▶ **TASK 1**: Reproduce the excerpt on PyTorch video classification word for word, from "The resulting index" to "result is correct!".
[Start of EXCERPT PROVIDED]
The resulting index is not very meaningful, so let's get back the actual class name it represents, by using our utility script. And it turns out to be 'surfing water', the class Kinetics model was trained with to detect surfing action. Our predicted result is correct!

In [None]:
from utils.kinetics import kinetics
classes = kinetics.classes()
print(classes[prediction.item()])

In this example we used a custom video file from a consumer grade 720p resolution video camera. We used a PyTorch pretrained model trained on Kinetics dataset for video classification of 400 activities, of which more than more than a hundred are sports related. We normalized the video and classified surfing correctly on the video.

## Loading videos for classification

PyTorch includes a number of modules simplifying video classification. In the previous project you already explored an introduction to video classification, based on a pretrained models, included in torchvision. We also used torchvision.io.read\_video method to load videos in a convenient structure of tensors that include video frames, audio and relevant video information. In the following project we'll take it further and will do some practical video loading and model training, as well as transfer learning for video classification.
[End of EXCERPT PROVIDED]
[Start of EXTRACTED INFORMATION]
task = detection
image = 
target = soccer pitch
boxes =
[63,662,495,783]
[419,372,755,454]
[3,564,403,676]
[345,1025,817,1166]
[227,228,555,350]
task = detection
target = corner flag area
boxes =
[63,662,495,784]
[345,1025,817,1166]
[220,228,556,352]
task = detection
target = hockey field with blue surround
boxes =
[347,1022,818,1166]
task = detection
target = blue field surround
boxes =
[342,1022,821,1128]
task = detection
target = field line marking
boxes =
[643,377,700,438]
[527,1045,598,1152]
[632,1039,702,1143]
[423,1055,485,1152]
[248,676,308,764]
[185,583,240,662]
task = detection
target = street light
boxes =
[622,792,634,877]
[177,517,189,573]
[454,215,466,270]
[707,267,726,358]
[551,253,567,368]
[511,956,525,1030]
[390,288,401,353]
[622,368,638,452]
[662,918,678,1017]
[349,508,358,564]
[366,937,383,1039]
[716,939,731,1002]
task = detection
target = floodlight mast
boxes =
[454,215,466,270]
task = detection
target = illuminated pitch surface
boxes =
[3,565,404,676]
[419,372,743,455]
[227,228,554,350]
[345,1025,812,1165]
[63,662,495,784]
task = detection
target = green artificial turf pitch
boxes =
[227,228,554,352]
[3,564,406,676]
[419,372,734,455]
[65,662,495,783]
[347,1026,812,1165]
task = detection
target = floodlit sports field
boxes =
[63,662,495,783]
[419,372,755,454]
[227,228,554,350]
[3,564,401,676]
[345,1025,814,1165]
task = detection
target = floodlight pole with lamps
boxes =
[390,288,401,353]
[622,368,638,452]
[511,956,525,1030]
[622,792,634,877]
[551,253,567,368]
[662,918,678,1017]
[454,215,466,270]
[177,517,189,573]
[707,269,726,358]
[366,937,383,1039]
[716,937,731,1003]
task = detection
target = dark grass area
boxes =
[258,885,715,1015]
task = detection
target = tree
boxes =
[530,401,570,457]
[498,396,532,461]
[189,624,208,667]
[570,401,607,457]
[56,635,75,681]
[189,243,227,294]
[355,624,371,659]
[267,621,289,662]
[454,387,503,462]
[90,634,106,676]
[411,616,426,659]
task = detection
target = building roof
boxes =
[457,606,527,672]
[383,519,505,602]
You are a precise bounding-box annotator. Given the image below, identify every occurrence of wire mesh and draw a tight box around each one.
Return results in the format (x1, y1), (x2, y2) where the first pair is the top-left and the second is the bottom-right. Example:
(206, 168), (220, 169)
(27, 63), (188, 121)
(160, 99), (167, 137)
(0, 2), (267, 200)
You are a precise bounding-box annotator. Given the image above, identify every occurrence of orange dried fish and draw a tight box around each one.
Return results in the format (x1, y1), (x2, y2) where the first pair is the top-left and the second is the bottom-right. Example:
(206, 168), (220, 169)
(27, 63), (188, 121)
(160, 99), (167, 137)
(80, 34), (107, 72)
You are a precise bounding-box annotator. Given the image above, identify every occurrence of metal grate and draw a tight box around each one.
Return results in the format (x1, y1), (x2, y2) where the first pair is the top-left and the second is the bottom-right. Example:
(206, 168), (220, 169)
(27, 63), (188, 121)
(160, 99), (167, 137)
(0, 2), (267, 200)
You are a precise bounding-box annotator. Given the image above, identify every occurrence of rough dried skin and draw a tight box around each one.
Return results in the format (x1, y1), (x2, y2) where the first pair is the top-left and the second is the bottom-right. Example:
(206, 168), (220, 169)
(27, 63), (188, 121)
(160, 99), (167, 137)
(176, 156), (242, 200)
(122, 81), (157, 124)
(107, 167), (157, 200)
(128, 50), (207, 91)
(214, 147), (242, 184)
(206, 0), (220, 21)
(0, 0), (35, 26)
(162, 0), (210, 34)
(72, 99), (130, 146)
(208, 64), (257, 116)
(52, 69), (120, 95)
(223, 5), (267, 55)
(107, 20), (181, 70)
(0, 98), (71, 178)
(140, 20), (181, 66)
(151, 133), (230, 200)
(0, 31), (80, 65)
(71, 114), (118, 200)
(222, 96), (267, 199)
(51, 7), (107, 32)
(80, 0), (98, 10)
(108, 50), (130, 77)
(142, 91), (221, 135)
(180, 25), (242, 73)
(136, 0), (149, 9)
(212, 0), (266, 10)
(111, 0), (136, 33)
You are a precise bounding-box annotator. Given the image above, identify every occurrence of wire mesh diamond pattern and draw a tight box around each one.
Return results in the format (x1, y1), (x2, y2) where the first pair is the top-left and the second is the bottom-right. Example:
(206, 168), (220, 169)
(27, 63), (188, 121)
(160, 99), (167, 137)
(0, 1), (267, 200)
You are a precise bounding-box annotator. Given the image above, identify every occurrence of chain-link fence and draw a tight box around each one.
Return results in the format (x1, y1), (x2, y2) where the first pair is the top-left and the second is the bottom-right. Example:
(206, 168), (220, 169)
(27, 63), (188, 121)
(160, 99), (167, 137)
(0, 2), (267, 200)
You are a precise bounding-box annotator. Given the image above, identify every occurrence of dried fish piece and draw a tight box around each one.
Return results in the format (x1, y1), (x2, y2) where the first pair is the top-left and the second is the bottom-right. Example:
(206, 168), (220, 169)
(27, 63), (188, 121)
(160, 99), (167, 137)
[End of EXTRACTED INFORMATION]
▶ **TASK 2**: Rewrite the rows from the line with "occurrence of rough" to the line with "(208, 64), (257, 116)", both included, replacing "annotator" with "labeler" and leaving everything else unchanged.

▶ **ANSWER 1**:
The resulting index is not very meaningful, so let's get back the actual class name it represents, by using our utility script. And it turns out to be 'surfing water', the class Kinetics model was trained with to detect surfing action. Our predicted result is correct!

▶ **ANSWER 2**:
You are a precise bounding-box labeler. Given the image above, identify every occurrence of rough dried skin and draw a tight box around each one.
Return results in the format (x1, y1), (x2, y2) where the first pair is the top-left and the second is the bottom-right. Example:
(206, 168), (220, 169)
(27, 63), (188, 121)
(160, 99), (167, 137)
(176, 156), (242, 200)
(122, 81), (157, 124)
(107, 167), (157, 200)
(128, 50), (207, 91)
(214, 147), (242, 184)
(206, 0), (220, 21)
(0, 0), (35, 26)
(162, 0), (210, 34)
(72, 99), (130, 146)
(208, 64), (257, 116)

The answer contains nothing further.